- ESTRATTO FORNITO
____________

Gli internauti più attenti saranno sicuramente a conoscenza dell’ultima esternazione del Ministro Elsa Fornero, che ha suscitato tanto clamore su Twitter e in generale online: “I giovani non devono essere troppo choosy (in inglese: esigenti, difficili, ndr) nella scelta del posto di lavoro. Lo dico sempre ai miei studenti: è meglio prendere la prima offerta di lavoro che capita e poi, da dentro, guardarsi intorno, non si può più aspettare il posto di lavoro ideale, bisogna mettersi in gioco.”
In brevissimo tempo questa dichiarazione ha suscitato il putiferio: “Non fate i #choosy : se termina la carta igienica, potete usare la laurea che giace nel cassetto”; " ‘I giovani sono #choosy’  ha detto un ministro della repubblica dopo aver ben sistemato tutta la famiglia all'università.”; “Se non hai ambizioni sei un debosciato, se le hai sei #choosy.” E ancora, continuando sulla scia rabbiosa: “Eh, pure voi: vi esce un posto per pulire i cessi alla Termini dopo un master da 10 mila euro? Accetate! Non siate choosy, no? #Fornero”.
Sarcasmo misto a irritazione e sfiducia, questo il quadro dopo aver letto svariati e articoli e dichiarazioni. Allora più che condannare la Fornero, viene da chiedersi: qual è il senso di una dichiarazione di questo tipo? Che tipo di consiglio è? A chi è diretto? Perché fa infervorare i più? Forse perché i giovani che si accontentano sono già tanti, sfiduciati da una società infetta da un nepotismo e da un clientelismo che feriscono gli onesti e i volenterosi. Forse perché la nostra è una società dove l’ambizione non è incentivata e il merito non è premiato.

____________

Dati di localizzazione con un punto per ogni istanza:

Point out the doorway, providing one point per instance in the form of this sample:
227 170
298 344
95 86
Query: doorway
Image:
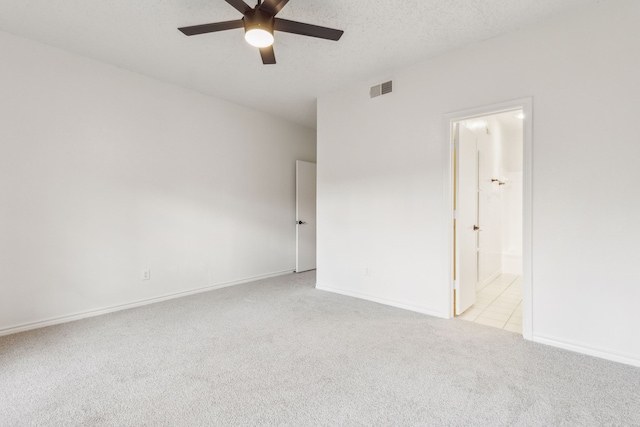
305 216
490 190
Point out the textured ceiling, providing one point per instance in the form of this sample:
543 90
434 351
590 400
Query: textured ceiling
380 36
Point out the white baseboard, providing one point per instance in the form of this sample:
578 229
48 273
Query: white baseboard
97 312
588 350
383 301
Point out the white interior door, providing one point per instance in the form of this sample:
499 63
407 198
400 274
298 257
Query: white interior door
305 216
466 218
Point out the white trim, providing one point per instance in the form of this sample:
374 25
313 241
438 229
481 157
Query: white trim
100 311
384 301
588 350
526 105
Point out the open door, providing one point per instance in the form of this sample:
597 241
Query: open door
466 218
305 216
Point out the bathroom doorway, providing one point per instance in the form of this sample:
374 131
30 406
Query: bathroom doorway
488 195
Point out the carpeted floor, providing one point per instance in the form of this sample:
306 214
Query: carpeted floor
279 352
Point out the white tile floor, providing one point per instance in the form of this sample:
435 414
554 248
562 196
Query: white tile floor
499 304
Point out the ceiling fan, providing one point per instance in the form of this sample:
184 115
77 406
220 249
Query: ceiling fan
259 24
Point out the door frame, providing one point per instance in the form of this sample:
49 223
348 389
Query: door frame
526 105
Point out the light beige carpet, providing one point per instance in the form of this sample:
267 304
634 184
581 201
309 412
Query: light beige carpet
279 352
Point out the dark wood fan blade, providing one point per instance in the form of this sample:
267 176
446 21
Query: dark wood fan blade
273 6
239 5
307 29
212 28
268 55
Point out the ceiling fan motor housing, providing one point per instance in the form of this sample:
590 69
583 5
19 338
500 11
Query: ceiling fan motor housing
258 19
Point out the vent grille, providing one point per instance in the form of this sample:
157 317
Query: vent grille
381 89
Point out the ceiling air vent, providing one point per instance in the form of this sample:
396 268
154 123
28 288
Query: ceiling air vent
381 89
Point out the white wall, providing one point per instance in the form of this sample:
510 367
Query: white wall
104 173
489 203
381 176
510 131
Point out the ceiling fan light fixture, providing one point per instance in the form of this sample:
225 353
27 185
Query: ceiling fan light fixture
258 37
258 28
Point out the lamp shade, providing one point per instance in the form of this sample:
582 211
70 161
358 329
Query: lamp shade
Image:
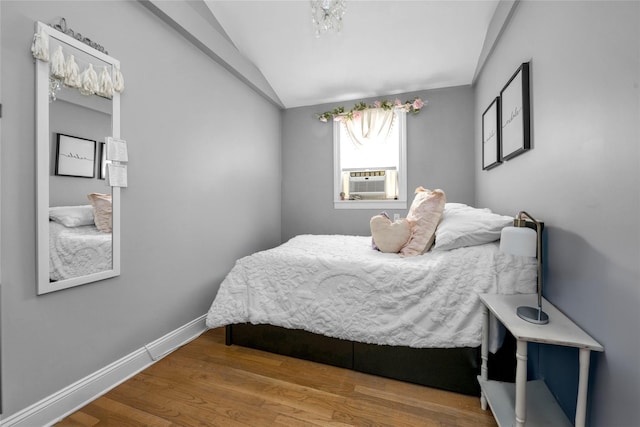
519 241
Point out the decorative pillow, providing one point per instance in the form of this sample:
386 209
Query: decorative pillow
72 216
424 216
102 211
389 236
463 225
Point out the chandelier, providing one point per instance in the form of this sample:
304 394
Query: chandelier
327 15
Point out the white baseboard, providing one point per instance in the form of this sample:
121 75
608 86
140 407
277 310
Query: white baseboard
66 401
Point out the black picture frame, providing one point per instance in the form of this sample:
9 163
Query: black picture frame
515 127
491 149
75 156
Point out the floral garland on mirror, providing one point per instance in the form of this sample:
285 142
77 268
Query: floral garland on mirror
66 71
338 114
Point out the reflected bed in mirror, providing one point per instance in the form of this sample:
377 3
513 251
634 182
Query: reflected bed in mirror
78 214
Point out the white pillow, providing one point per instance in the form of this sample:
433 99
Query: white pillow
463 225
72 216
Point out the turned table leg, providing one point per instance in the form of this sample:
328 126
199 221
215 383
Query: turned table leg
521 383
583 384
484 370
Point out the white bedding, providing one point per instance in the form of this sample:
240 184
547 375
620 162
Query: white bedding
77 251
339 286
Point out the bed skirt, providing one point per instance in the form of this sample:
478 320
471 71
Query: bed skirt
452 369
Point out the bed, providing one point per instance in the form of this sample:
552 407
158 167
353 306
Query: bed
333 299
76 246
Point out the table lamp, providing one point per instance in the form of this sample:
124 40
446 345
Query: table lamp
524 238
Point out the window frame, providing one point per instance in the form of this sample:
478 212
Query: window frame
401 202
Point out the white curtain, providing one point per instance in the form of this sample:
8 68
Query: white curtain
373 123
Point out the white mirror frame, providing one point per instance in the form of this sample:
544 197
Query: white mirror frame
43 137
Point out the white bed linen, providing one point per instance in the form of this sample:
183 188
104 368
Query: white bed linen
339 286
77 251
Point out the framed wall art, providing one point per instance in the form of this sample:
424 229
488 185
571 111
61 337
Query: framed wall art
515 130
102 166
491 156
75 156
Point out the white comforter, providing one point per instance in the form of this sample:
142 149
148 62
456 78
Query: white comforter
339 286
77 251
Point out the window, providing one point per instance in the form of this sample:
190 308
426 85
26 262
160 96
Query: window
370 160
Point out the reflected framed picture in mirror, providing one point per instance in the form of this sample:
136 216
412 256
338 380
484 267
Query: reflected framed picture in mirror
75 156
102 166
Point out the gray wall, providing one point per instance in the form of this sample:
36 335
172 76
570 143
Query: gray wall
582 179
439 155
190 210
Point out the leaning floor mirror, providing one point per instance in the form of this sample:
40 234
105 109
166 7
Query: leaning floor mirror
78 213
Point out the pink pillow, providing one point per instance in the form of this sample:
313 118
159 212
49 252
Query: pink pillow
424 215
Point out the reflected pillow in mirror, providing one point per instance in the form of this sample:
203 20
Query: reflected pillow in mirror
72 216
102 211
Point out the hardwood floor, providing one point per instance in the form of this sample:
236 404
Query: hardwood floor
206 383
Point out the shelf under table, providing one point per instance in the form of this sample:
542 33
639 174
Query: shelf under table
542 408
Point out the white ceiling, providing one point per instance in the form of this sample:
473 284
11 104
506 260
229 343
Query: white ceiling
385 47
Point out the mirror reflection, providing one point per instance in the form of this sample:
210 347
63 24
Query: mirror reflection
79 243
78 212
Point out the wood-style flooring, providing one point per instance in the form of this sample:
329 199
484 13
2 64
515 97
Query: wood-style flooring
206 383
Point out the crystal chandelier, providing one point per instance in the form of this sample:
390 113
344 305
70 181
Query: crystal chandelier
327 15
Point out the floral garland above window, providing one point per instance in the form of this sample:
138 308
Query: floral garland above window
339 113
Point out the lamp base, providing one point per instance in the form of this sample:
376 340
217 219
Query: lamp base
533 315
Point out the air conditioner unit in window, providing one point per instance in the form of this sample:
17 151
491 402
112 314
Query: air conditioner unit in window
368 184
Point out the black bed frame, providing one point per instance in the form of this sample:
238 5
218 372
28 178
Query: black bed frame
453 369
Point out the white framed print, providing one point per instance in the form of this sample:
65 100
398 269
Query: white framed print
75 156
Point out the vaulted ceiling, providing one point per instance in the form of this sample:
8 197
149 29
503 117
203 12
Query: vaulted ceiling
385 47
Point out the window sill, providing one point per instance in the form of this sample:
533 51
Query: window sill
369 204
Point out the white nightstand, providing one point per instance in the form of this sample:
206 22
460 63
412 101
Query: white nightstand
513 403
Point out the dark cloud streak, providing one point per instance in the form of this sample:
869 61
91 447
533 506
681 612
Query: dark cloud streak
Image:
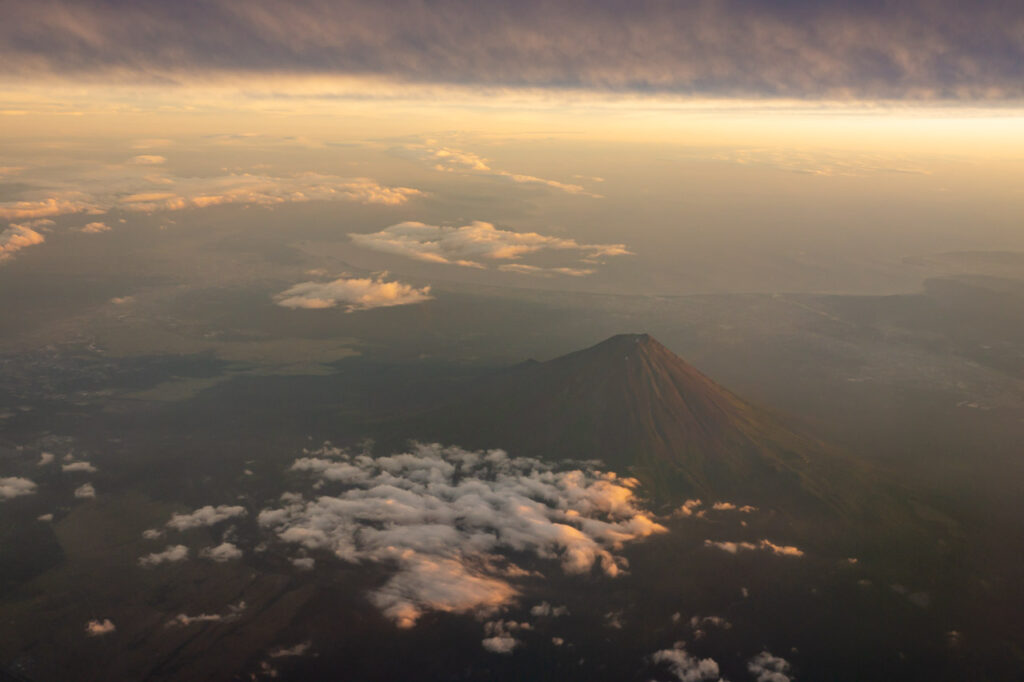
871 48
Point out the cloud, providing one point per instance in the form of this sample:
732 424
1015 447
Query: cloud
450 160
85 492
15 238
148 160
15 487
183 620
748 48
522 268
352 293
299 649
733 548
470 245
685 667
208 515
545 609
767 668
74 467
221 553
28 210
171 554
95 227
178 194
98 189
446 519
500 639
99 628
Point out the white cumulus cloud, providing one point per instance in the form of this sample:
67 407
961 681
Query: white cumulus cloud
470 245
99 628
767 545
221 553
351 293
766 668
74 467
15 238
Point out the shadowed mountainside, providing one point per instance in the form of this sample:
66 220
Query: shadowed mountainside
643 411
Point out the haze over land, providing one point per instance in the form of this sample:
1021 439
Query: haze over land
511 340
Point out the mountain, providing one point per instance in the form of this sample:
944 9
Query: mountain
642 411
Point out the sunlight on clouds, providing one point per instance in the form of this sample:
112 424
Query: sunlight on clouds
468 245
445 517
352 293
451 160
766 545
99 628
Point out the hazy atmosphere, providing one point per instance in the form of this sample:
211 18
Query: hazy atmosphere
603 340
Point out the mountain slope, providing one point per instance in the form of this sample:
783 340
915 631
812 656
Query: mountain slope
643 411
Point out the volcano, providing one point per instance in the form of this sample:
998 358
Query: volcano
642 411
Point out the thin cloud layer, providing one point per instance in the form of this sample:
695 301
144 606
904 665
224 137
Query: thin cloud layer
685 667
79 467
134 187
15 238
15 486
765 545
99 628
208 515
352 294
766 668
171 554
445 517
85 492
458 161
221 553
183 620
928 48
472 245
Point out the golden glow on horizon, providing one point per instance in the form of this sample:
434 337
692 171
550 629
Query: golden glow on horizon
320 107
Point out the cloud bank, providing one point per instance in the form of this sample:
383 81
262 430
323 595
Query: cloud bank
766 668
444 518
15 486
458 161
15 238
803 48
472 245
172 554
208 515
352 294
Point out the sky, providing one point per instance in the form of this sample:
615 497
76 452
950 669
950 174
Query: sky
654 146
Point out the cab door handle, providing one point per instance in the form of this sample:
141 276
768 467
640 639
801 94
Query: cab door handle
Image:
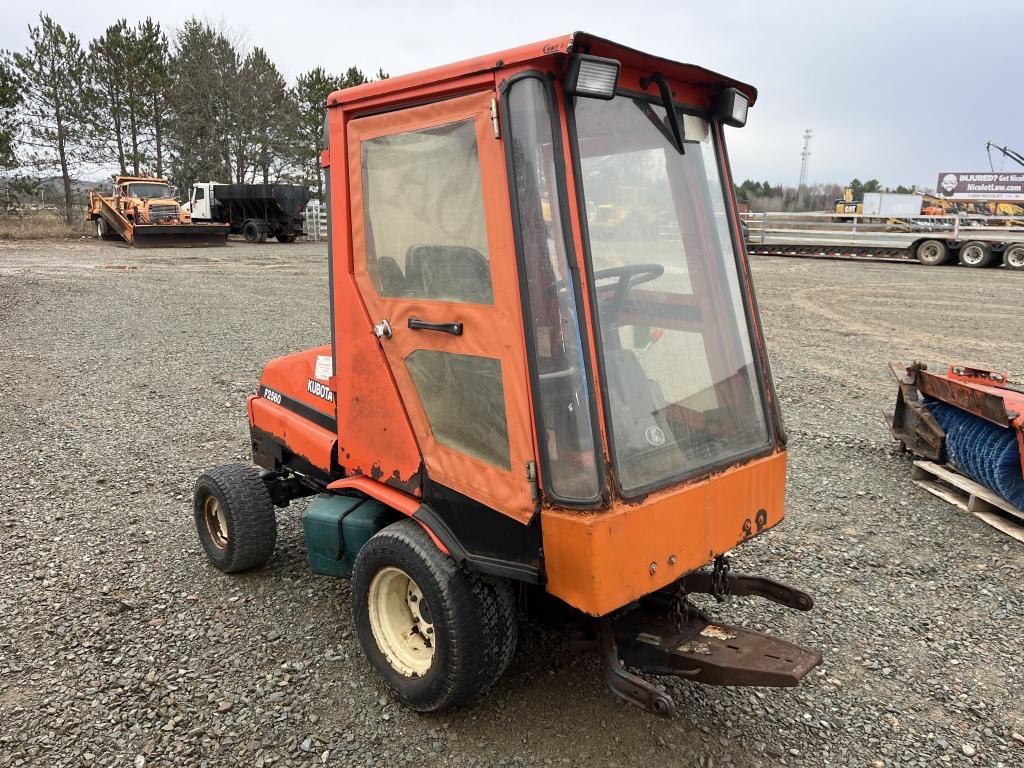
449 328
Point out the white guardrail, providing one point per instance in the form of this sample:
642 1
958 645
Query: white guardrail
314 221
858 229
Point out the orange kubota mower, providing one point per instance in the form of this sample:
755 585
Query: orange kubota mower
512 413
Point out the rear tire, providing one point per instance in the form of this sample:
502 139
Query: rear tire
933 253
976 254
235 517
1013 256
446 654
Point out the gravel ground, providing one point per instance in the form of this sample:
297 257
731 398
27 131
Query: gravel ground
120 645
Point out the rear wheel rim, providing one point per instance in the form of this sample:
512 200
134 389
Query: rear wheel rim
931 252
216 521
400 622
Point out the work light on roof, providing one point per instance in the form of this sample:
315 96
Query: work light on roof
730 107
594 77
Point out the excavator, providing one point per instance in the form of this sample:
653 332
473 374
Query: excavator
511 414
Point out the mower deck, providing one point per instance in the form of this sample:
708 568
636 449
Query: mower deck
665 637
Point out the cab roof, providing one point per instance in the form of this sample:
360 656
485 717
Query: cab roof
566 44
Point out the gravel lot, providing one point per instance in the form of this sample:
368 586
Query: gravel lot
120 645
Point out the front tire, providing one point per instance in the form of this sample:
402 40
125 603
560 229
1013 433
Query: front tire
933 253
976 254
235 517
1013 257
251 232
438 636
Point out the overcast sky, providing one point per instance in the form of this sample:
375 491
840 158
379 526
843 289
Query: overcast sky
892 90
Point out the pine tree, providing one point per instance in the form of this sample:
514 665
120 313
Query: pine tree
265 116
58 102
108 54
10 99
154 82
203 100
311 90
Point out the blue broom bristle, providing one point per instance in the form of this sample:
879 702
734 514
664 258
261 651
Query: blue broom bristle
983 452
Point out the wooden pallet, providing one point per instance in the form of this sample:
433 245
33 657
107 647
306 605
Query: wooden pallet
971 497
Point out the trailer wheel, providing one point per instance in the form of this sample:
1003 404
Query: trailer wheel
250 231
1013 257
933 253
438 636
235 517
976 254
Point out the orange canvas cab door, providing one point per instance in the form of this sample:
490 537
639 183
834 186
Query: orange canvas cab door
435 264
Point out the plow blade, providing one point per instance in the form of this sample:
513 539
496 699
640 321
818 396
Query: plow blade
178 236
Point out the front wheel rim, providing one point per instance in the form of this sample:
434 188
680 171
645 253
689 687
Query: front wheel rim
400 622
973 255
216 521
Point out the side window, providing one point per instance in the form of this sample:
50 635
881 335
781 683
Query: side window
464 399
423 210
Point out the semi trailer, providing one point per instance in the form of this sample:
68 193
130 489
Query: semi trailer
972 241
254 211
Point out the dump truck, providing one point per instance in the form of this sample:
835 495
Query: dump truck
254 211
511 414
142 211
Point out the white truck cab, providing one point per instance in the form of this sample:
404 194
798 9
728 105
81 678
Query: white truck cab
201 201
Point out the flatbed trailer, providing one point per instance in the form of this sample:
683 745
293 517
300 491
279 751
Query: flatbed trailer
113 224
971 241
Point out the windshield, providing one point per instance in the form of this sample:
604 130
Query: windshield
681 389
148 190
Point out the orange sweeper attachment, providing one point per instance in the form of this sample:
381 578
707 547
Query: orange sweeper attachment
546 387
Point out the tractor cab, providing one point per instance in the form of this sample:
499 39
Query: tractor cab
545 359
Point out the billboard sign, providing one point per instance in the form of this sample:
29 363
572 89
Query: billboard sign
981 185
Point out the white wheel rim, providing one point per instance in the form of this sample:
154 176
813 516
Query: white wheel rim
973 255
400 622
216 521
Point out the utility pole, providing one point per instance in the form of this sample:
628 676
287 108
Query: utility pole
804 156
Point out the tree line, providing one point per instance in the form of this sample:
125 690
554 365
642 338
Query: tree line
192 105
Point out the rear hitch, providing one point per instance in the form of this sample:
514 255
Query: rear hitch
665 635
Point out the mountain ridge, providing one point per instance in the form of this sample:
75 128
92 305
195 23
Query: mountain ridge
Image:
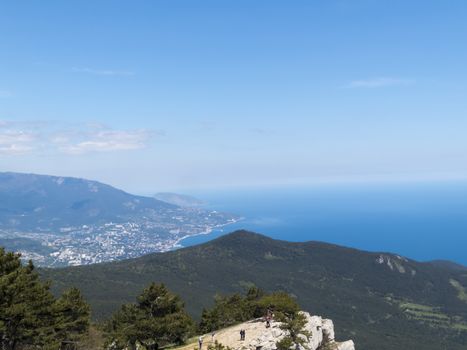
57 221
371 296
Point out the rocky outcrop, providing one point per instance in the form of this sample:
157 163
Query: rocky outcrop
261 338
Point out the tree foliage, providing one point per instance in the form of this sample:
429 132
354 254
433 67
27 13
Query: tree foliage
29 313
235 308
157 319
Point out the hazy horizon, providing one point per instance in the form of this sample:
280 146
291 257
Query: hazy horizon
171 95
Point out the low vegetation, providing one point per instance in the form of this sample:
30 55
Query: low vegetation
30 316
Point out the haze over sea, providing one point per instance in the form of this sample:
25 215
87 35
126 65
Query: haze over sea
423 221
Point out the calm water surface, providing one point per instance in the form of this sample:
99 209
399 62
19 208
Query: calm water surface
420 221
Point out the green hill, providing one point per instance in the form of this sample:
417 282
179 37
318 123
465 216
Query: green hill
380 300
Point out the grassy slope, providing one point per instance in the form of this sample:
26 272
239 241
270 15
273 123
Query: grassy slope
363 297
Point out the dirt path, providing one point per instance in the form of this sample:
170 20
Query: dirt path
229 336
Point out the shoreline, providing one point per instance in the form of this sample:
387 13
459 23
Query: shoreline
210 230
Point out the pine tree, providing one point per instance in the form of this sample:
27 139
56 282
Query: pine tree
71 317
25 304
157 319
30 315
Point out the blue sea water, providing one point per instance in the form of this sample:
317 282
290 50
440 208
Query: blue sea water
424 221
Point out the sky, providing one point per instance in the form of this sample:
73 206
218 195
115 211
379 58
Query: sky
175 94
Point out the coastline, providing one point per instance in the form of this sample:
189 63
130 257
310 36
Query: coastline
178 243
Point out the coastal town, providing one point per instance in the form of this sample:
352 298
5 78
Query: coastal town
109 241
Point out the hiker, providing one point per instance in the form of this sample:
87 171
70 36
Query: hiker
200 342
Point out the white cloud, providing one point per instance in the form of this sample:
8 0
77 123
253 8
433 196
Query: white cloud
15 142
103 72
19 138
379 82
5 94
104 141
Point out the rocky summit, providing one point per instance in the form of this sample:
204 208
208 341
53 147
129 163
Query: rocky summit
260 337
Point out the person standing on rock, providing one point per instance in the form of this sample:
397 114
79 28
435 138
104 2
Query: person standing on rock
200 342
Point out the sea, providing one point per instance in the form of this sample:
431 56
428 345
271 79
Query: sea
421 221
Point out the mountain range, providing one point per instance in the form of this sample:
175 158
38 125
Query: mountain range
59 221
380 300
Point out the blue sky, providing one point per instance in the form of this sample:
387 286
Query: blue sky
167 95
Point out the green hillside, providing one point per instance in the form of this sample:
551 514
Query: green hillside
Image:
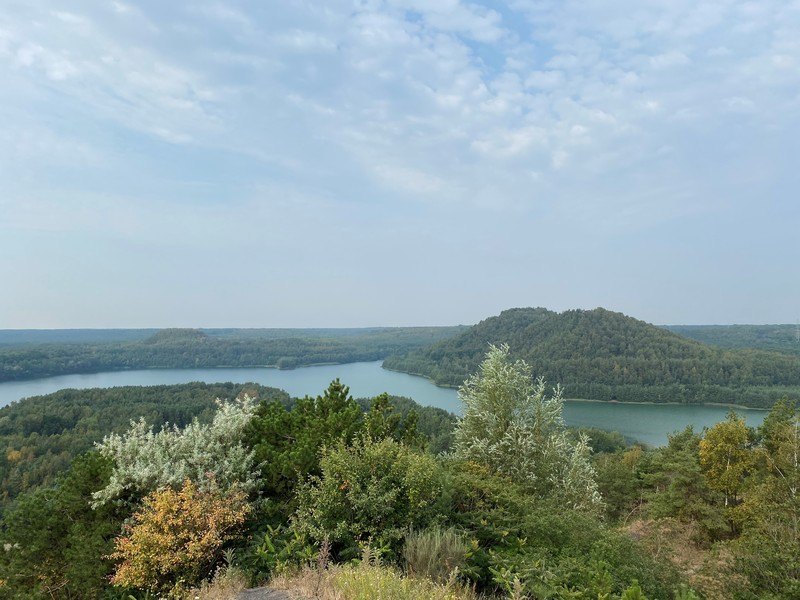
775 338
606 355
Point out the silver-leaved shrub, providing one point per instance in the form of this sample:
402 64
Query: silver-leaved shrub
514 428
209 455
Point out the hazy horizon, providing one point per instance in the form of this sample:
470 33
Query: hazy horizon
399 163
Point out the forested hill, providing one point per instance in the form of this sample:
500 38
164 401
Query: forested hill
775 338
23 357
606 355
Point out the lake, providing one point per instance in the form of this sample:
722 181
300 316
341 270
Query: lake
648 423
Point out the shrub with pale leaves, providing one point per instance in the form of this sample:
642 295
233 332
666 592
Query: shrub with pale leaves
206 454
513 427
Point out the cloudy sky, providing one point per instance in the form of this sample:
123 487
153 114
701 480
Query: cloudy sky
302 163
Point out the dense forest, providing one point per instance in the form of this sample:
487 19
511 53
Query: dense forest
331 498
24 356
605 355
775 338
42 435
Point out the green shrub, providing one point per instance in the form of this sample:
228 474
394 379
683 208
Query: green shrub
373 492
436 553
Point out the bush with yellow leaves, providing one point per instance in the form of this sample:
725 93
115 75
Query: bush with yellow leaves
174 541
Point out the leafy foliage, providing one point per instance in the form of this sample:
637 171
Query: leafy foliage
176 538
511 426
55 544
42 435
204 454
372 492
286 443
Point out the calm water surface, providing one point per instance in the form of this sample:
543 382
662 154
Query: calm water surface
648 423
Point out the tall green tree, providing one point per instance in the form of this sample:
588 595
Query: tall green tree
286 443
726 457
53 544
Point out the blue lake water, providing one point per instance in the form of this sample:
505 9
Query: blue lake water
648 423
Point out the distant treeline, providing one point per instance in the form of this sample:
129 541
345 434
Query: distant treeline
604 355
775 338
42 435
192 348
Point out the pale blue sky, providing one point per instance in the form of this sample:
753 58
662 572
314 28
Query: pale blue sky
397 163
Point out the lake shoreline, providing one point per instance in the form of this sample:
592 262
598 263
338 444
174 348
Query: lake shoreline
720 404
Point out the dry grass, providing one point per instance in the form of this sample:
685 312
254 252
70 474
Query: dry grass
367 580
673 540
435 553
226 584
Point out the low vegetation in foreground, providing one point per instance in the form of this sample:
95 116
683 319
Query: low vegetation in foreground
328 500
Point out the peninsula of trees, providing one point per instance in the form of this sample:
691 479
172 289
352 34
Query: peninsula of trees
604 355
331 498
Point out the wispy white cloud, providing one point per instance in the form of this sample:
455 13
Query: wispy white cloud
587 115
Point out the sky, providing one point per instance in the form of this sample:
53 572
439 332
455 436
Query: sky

____________

- CONSEGNA 1
Nell'articolo sulla frase della Fornero sui giovani «choosy», quale spiegazione viene data del fatto che la dichiarazione fa infervorare i più? Rispondi in una-tre frasi.
- CONSEGNA 2
Prosegui l'articolo sulla frase «choosy» della Fornero a partire dall'ultima frase.
Queste righe non servono per svolgere il lavoro.

- RISPOSTA SCRITTA 1
Forse perché i giovani che si accontentano sono già tanti, sfiduciati da una società infetta da nepotismo e clientelismo che feriscono gli onesti e i volenterosi. Forse anche perché è una società in cui l'ambizione non è incentivata e il merito non è premiato.

- RISPOSTA SCRITTA 2
Accontentarsi del primo impiego può essere una scelta intelligente se poi si ha la certezza e la sicurezza che, lavorando duro, si possa crescere e migliorare. Oltre al fatto che accontentarsi di lavoretti precari e lontani dal proprio ambito non aiuti certo a migliorare il curriculum vitae, che oggi sembra essere la cosa più importante. Il dilemma talvolta è:  guadagnare facendo qualcosa che non piace o fare quello che ci piace senza retribuzione? Forse è di questi problemi che dovrebbe occuparsi un Ministro del Lavoro, invece che dare consigli non richiesti, su basi statistiche non ben chiare.
Riformare l’università, incentivare l’apprendimento di competenze pratiche spendibili nelle professioni, aumentare i livelli di selezione, migliorare le forme contrattuali di stage e tirocinio garantendo agli studenti, ai laureandi e ai neolaureati il diritto a non essere sfruttati. Ma la cosa più importante dovrebbe essere il mettere ordine nelle miriadi di forme contrattuali che precarizzano il lavoro, lo svuotano del suo valore e non danno dignità alle competenze personali e professionali. Il talento va incentivato, così come il sapere, le giovani mente hanno bisogno di supporto e bisogna dire ai giovani che devono lavorare sodo, certo, perché prima o poi il mondo li ripagherà del loro impegno. Steve Jobs diceva: “Siate affamati, siate folli”. 
Una via di mezzo non sarebbe poi male, no?